Exercise objective:
From the line that includes "the rear bumper" to the last line of the data, quote each line precisely; both boundary lines belong in the answer.

Excerpted records:
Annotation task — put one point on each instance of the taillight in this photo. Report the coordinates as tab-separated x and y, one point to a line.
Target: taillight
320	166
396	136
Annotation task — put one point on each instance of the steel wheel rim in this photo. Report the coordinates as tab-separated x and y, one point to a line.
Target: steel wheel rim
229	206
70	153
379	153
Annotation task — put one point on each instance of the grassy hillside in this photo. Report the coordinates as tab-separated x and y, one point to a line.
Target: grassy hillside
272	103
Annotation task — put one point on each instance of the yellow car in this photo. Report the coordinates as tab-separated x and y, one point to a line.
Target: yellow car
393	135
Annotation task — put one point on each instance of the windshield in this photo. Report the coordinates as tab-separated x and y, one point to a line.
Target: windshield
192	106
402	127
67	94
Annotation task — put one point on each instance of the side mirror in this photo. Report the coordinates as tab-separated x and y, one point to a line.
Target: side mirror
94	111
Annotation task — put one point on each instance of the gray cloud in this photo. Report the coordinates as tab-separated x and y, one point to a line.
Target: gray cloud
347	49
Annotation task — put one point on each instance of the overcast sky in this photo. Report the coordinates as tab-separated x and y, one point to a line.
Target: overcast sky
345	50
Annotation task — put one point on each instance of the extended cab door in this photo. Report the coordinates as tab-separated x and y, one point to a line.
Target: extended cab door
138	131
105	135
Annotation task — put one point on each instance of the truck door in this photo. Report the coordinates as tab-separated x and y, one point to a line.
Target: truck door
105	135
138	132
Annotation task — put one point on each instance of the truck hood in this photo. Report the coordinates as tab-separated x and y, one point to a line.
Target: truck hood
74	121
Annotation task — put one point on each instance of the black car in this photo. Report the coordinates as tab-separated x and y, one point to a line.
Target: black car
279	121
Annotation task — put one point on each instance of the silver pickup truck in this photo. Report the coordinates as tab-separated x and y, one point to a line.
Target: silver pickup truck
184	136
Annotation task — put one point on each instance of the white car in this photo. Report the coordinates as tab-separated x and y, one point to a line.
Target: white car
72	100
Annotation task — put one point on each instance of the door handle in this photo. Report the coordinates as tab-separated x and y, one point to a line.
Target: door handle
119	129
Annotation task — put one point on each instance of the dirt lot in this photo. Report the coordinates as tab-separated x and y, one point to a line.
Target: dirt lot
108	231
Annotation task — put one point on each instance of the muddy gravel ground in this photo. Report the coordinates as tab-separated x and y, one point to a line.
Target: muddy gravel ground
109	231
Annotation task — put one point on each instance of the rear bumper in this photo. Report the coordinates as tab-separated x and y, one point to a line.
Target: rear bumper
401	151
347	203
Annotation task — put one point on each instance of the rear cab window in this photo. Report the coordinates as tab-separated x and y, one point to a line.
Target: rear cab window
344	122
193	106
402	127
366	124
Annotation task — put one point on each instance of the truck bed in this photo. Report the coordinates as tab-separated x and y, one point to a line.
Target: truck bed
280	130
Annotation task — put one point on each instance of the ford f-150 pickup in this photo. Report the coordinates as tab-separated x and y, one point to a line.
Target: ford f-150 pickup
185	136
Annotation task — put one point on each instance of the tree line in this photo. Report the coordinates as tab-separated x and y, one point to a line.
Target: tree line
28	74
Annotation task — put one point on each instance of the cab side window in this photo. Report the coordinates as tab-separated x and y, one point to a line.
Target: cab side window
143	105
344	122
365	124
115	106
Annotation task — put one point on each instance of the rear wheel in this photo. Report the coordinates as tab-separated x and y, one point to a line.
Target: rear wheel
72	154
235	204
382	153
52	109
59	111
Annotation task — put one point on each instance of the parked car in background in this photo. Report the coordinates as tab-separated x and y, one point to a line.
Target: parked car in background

Response below:
Annotation task — put one point on each instance of the rear bumper in this photo. Report the coordinates as tab-separated x and y, one point to a line.
Target: rear bumper
401	151
347	203
Annotation task — put one point on each instance of the rear cab window in this photo. Report the coordinates as tab-separated x and y, one point to a line.
Target: rear cab window
344	122
193	106
402	127
366	124
Annotation task — put one point on each instance of the truck bed in this photo. Report the coordinates as tab-separated x and y, one point to a line.
Target: truck bed
280	130
Annotation task — put one point on each instance of the ford f-150 pickup in this photo. Report the coordinates as tab-separated x and y, one point to a line.
Target: ford f-150 pickup
185	136
Annotation task — put one point on each instance of the tree line in this photo. Report the coordinates as tab-separated x and y, one point to a line.
Target: tree line
28	74
Annotation task — put one point on each instance of the cab side window in this photo. Report the coordinates as tab-separated x and y, one point to a line.
Target: cab side window
143	105
344	122
365	124
115	106
Annotation task — put one point on each instance of the rear wheel in this photo. Report the coordinates as tab-separated x and y, one point to a line.
Target: rear wheel
72	154
235	204
382	153
52	109
59	111
Annotation task — put one point on each instance of the parked car in background in this photo. Report the coordinates as tab-separated x and y, one point to a line.
Target: parked car in background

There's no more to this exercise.